# Records for the exercise:
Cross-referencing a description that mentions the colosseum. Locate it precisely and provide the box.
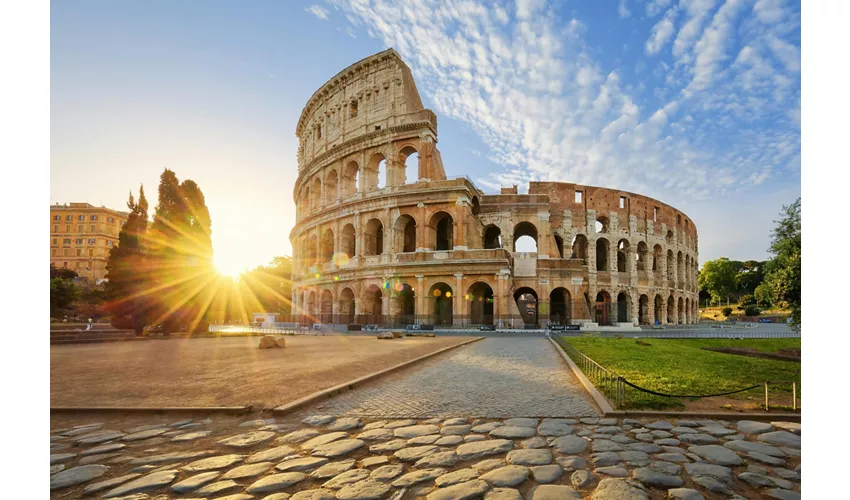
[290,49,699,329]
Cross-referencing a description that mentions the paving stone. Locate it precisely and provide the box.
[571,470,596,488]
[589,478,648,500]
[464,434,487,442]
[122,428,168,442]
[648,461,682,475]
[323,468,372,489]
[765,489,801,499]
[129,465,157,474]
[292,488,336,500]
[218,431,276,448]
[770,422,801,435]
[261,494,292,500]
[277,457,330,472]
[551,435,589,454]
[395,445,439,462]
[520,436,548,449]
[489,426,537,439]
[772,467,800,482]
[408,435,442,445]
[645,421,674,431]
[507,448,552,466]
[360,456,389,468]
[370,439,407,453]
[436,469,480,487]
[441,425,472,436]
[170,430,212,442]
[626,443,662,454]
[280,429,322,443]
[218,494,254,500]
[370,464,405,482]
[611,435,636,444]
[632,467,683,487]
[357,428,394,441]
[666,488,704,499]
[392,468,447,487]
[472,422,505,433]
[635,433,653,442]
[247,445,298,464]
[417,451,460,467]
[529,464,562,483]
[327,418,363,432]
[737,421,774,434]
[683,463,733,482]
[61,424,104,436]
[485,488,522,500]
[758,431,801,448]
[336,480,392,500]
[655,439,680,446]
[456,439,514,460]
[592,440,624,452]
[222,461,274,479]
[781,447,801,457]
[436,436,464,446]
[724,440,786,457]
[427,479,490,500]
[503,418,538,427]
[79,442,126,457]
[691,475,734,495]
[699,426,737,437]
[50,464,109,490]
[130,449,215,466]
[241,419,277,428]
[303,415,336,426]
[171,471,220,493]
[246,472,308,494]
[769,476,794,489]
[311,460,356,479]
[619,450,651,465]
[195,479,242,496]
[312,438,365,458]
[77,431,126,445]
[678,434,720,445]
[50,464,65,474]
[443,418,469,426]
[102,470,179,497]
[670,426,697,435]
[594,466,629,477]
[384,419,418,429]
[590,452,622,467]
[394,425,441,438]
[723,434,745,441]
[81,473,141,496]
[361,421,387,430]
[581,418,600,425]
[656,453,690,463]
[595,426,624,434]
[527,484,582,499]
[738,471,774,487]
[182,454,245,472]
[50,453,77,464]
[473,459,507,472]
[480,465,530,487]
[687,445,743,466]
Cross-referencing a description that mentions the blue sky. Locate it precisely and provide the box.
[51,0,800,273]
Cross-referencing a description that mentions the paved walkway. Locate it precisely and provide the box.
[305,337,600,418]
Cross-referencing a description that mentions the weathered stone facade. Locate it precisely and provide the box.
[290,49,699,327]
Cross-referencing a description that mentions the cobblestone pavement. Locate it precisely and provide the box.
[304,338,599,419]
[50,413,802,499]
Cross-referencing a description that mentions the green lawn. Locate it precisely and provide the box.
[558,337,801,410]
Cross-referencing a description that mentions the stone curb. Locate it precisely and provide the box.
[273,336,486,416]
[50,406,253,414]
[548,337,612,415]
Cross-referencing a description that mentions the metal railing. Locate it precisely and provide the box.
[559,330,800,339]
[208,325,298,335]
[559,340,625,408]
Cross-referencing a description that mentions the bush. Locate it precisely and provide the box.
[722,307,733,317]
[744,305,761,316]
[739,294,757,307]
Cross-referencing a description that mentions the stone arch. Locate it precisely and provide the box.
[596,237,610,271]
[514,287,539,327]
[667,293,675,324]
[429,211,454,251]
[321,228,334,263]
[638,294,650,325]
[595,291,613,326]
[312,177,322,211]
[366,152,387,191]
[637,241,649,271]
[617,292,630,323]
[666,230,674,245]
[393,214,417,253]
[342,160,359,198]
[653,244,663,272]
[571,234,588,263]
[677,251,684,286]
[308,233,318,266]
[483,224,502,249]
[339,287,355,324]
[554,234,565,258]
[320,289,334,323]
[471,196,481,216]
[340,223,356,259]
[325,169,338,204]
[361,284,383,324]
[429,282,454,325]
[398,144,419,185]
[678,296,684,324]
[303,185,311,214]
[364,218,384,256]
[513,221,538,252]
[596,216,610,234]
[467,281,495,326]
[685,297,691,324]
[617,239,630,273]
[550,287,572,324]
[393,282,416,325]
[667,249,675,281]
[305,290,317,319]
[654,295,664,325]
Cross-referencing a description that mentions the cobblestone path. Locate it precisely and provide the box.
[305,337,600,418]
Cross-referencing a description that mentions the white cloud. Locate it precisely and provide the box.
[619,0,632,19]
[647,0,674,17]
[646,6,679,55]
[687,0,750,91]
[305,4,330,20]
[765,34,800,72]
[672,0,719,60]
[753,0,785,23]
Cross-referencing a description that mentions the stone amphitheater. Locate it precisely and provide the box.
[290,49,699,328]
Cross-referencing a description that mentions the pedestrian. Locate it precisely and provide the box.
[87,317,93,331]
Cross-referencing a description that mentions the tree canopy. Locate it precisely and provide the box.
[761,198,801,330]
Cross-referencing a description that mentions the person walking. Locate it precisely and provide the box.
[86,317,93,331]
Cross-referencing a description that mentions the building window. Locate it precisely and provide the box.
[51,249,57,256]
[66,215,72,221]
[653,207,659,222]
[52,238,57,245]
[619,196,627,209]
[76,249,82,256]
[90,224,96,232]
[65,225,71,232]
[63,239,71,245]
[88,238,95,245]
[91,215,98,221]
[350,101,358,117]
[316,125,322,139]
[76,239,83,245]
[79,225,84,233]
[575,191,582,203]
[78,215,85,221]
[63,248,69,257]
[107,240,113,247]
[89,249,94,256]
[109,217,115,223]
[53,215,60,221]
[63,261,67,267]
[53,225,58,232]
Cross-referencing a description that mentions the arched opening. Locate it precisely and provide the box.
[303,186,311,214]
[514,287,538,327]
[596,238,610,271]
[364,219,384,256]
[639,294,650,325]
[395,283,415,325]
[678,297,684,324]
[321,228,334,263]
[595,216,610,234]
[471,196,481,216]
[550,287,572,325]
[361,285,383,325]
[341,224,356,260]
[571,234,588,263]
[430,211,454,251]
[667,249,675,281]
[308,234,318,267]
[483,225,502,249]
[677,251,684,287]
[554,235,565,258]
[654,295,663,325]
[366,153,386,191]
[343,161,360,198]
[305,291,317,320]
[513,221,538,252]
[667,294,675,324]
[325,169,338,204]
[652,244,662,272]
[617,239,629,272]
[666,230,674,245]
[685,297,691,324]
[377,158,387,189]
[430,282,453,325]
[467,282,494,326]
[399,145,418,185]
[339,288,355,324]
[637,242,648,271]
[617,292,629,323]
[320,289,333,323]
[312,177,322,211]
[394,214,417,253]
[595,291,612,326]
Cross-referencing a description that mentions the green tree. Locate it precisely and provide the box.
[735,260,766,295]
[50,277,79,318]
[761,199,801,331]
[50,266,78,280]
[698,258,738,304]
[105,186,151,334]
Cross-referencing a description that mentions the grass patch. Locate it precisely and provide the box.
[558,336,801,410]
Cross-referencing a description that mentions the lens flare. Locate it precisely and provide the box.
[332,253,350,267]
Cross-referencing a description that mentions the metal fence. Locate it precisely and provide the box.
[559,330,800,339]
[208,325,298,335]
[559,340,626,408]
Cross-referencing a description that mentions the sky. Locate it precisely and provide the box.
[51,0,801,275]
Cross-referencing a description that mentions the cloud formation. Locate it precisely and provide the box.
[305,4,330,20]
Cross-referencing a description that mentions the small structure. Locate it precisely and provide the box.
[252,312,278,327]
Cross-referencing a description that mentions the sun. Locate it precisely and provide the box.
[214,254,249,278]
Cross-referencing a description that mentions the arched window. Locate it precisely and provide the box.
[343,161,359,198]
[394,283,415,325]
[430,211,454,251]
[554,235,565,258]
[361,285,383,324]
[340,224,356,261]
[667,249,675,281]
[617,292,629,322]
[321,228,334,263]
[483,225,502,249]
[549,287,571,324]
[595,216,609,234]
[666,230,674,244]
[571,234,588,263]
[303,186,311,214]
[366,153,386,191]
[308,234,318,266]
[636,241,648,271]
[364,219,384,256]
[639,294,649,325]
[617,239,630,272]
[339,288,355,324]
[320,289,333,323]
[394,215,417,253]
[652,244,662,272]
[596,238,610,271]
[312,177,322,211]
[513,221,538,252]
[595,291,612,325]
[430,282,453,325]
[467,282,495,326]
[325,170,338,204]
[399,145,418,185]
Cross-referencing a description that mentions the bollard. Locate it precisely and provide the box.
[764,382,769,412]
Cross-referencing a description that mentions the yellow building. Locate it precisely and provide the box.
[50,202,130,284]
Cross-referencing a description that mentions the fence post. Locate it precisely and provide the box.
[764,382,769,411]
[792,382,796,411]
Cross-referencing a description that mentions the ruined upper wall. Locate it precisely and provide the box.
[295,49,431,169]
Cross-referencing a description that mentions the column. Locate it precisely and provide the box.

# Instructions to follow:
The lines wanted are those from the one containing "Cross-referencing a description that mentions the fence" through the last line of the listing above. Repeat them exactly.

# Task answer:
Cross-referencing a description that mentions the fence post. Locate it precisely and provide the box.
[764,382,769,411]
[792,382,796,411]
Cross-referencing a description that mentions the ruined upper wall. Locate it precisely and provide the box.
[295,49,431,169]
Cross-referencing a description that mentions the column. Locate it precisely and provide the box.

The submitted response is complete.